===== GIVEN INFORMATION

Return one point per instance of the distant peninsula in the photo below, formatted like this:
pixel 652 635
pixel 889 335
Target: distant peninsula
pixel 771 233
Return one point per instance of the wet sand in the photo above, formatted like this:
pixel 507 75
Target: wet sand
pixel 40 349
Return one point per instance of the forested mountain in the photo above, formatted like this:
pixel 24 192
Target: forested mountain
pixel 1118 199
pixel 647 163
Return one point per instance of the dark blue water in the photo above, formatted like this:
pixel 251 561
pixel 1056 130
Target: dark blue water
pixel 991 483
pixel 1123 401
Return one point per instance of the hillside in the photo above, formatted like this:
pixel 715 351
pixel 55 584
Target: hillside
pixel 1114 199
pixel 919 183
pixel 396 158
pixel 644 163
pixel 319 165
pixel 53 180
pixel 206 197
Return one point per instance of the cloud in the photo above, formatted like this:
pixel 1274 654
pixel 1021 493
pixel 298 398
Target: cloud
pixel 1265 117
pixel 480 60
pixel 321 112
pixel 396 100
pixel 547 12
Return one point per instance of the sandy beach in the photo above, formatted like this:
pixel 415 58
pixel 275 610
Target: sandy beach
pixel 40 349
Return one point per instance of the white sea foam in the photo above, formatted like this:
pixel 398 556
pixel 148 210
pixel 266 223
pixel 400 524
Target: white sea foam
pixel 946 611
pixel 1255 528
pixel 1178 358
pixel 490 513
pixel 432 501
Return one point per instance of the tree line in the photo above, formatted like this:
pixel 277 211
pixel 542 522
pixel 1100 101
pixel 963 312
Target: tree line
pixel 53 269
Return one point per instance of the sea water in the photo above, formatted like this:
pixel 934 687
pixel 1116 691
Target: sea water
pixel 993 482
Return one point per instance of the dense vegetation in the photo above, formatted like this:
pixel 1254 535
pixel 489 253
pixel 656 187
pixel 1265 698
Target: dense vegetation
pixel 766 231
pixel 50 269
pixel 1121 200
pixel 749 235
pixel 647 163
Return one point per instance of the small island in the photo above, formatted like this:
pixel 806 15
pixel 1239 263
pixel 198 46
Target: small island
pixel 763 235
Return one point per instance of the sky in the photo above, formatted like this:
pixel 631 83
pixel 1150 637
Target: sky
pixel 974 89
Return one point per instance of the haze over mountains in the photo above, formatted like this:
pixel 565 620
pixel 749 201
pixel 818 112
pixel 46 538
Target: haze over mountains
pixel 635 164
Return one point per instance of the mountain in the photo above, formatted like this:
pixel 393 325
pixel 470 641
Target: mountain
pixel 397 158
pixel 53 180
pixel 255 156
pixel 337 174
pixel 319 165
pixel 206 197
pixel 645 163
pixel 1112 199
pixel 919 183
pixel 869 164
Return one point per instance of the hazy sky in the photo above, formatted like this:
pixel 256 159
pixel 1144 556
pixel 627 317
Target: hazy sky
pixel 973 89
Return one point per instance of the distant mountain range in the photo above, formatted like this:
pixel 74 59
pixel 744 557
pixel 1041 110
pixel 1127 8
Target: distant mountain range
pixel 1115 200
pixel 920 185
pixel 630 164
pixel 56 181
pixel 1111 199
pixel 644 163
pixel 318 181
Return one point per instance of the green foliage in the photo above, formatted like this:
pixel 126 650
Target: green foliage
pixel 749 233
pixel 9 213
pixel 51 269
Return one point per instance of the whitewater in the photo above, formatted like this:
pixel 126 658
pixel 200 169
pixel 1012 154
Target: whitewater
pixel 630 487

==========

**INSTRUCTIONS TO FOLLOW**
Rewrite the rows above, changing every "Target" to "Label" and leaving everything else as it is.

**TASK SOLUTION**
Return one point per instance of the distant peninsula in the photo below, formatted like this:
pixel 652 635
pixel 889 335
Label: distant peninsula
pixel 771 233
Return one point per instance of the wet sand in the photo above, formatted like this:
pixel 507 75
Label: wet sand
pixel 40 349
Return one point per instance of the forested mountain in the photo above, formatted like this:
pixel 24 192
Label: forested mountain
pixel 1118 199
pixel 647 163
Return one point per instance of the dark blue water in the photo above, formatted like this:
pixel 251 561
pixel 1056 130
Label: dark blue water
pixel 991 483
pixel 1123 401
Return one point per instance of the hillside in the photo above, formatted like this:
pixel 715 351
pixel 55 584
Label: hillside
pixel 1114 199
pixel 919 183
pixel 396 158
pixel 644 163
pixel 319 165
pixel 53 180
pixel 206 197
Return one point per instance of the cloud in the photo above, formatted like this:
pixel 1274 654
pixel 1021 493
pixel 298 398
Label: cloud
pixel 1265 117
pixel 480 60
pixel 321 112
pixel 396 100
pixel 547 12
Return one point per instance of the sandy beach in the photo above, formatted like this:
pixel 415 58
pixel 275 610
Label: sandy beach
pixel 40 349
Return one point per instance of the white sea foam in the photo above, formatted like this:
pixel 398 556
pixel 148 210
pixel 266 223
pixel 400 524
Label: white sea foam
pixel 946 611
pixel 1255 528
pixel 1178 358
pixel 490 513
pixel 432 501
Return one point per instance of the tree line in the photo above, formatted like this:
pixel 277 211
pixel 542 522
pixel 1100 101
pixel 963 312
Label: tree line
pixel 53 269
Return one point per instance of the sea water in the photo above, formatted like this:
pixel 934 687
pixel 1116 691
Label: sea water
pixel 993 482
Return one point per instance of the dense vegetation in the photo above, formatted like this:
pixel 1254 535
pixel 489 253
pixel 656 187
pixel 1265 698
Label: dense vegetation
pixel 766 231
pixel 50 269
pixel 1121 200
pixel 749 235
pixel 647 163
Return one point per instance of the small island in the photo above, formatted like this:
pixel 806 15
pixel 1239 263
pixel 198 46
Label: small island
pixel 763 235
Return one point per instance of the sky in the photo above, formatted like this:
pixel 631 83
pixel 1150 637
Label: sky
pixel 974 89
Return one point per instance of the haze over mountains in the photo above, formatted like this:
pixel 565 620
pixel 749 201
pixel 818 112
pixel 46 538
Label: haze over mountains
pixel 635 164
Return one point per instance of the mountain in the photo above, formatted like this:
pixel 393 325
pixel 470 641
Label: mountain
pixel 397 158
pixel 53 180
pixel 255 156
pixel 337 174
pixel 319 165
pixel 206 197
pixel 645 163
pixel 1112 199
pixel 919 183
pixel 869 164
Return one point per instance of the hazy sky in the photo above, formatted like this:
pixel 256 159
pixel 1144 556
pixel 627 317
Label: hazy sky
pixel 973 89
Return one point per instance of the distant mountain range in the photo above, formatted like this:
pixel 74 59
pixel 744 557
pixel 1041 110
pixel 1127 8
Label: distant mountain range
pixel 1115 200
pixel 920 185
pixel 630 164
pixel 56 181
pixel 1111 199
pixel 644 163
pixel 318 181
Return one point per instance of the green foliage in the photo above, formatted like this:
pixel 126 650
Label: green foliage
pixel 749 233
pixel 9 213
pixel 51 269
Return one point per instance of the whitewater in the photo above, formatted like this:
pixel 126 658
pixel 200 169
pixel 1012 154
Label: whitewater
pixel 630 487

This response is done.